+++ Stored rows

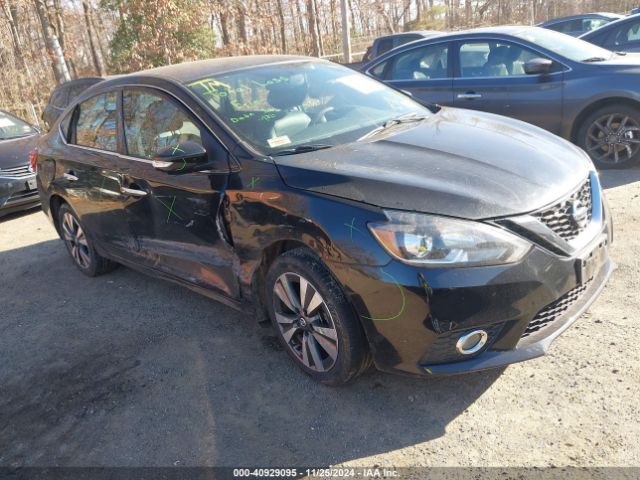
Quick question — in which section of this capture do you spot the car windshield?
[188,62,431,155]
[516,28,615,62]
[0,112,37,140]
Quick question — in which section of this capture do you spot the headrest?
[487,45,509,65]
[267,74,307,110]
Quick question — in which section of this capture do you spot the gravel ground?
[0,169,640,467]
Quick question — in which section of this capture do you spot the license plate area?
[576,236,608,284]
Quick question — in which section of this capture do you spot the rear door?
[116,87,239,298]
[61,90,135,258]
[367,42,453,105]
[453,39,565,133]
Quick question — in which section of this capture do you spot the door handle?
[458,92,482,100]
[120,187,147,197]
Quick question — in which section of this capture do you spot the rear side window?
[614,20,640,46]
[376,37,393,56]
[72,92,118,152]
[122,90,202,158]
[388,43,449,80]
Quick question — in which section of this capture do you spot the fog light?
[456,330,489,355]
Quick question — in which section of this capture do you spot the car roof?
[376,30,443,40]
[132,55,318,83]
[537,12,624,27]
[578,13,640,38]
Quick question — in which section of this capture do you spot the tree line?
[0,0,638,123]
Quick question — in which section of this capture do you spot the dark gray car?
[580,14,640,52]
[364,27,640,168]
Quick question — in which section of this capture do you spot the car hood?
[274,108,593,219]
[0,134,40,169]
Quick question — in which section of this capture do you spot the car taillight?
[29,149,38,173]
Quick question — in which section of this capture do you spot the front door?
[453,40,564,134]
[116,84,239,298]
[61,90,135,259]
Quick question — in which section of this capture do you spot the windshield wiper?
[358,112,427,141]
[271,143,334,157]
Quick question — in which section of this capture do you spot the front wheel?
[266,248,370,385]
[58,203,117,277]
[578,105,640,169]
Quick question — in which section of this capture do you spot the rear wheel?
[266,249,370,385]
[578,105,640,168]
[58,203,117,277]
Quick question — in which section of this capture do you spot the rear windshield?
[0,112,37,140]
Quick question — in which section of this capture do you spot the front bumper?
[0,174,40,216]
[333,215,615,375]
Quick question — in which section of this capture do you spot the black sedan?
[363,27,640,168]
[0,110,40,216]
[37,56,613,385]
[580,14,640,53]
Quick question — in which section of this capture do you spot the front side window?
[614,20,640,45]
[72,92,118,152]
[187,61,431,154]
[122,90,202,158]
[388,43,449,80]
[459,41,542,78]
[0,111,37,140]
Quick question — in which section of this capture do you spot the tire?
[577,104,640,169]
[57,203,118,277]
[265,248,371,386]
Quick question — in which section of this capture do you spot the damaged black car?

++++++

▸ **Work required**:
Rewrite every line of the data from the line containing "the front wheel?" through the line containing "[333,215,615,375]", raising each bounding box coordinate in the answers by 143 and keeping all other lines unchanged.

▸ **Answer to the problem**:
Quick question — in which section of this capture do you spot the front wheel?
[409,391,513,528]
[201,346,260,420]
[721,248,783,312]
Quick question — in which section of this capture do you spot the rear wheel?
[409,392,513,528]
[721,248,783,311]
[201,346,260,420]
Quick question — in which section of this capture do you spot the rear windshield?
[143,255,180,283]
Quick question — in which section of this capture do you spot the front bumper?
[143,317,183,359]
[476,358,758,518]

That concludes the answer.